* [Task statement]:
Convert the material from the line with "Each instance of the black office" through the line with "Target: black hijab" into a JSON list of strings, one string per line, with blank lines left out. Include only those lines.

Listed records start

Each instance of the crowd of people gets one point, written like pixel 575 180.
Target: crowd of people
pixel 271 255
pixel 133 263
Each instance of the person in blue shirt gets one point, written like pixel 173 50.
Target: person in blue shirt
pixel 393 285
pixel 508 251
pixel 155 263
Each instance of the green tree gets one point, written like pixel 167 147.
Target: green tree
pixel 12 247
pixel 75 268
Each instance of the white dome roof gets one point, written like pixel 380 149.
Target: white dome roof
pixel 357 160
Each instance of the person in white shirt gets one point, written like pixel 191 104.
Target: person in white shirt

Listed records end
Listed records start

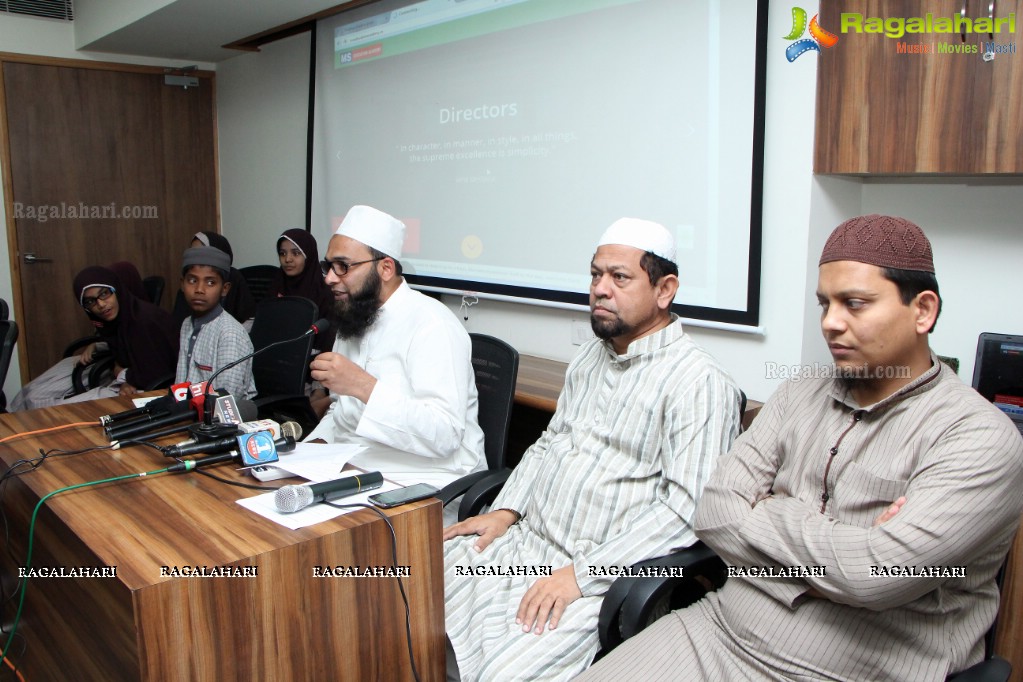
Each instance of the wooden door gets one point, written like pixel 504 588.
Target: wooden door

Listed records end
Listed records start

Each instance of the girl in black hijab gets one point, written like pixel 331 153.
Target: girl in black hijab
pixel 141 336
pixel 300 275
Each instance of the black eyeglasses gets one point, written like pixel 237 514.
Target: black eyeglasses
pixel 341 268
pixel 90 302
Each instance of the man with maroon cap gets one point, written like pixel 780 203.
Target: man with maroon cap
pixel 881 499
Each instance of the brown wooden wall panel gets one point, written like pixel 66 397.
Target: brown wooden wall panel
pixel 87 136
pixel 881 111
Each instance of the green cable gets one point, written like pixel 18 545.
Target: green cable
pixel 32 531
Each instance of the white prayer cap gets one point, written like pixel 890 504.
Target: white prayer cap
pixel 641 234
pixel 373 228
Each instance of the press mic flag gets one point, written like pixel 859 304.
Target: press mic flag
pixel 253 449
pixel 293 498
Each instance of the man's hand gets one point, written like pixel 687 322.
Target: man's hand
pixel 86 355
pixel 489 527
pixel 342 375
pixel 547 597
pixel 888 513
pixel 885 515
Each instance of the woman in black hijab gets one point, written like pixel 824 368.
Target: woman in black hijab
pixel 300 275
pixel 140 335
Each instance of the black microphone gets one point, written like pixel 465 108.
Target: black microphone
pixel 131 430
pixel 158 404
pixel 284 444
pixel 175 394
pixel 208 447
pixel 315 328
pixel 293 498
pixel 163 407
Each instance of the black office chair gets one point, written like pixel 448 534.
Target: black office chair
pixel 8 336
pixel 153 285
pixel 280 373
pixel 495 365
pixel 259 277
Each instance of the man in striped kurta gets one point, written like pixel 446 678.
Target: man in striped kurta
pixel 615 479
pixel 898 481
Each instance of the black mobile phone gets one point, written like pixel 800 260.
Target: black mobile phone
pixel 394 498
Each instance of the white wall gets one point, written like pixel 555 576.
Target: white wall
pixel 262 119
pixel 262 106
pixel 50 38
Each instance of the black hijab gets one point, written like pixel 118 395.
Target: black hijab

Listed records end

* [Finished answer]:
[
  "Each instance of the black office chair gets one point, written like pixel 448 534.",
  "Target: black office chair",
  "pixel 8 336",
  "pixel 153 285",
  "pixel 280 373",
  "pixel 495 365",
  "pixel 259 277",
  "Each instance of the man in striped kurta gets one point, written like pixel 446 678.",
  "Target: man in striped kurta",
  "pixel 615 479",
  "pixel 898 481",
  "Each instance of the black mobile phone gets one point, written like pixel 800 260.",
  "Target: black mobile phone",
  "pixel 394 498",
  "Each instance of the white wall gets one point, written like pixel 555 576.",
  "Target: white wall",
  "pixel 262 119",
  "pixel 262 106",
  "pixel 50 38",
  "Each instance of the black hijab gets one point, written like pixel 118 395.",
  "Target: black hijab"
]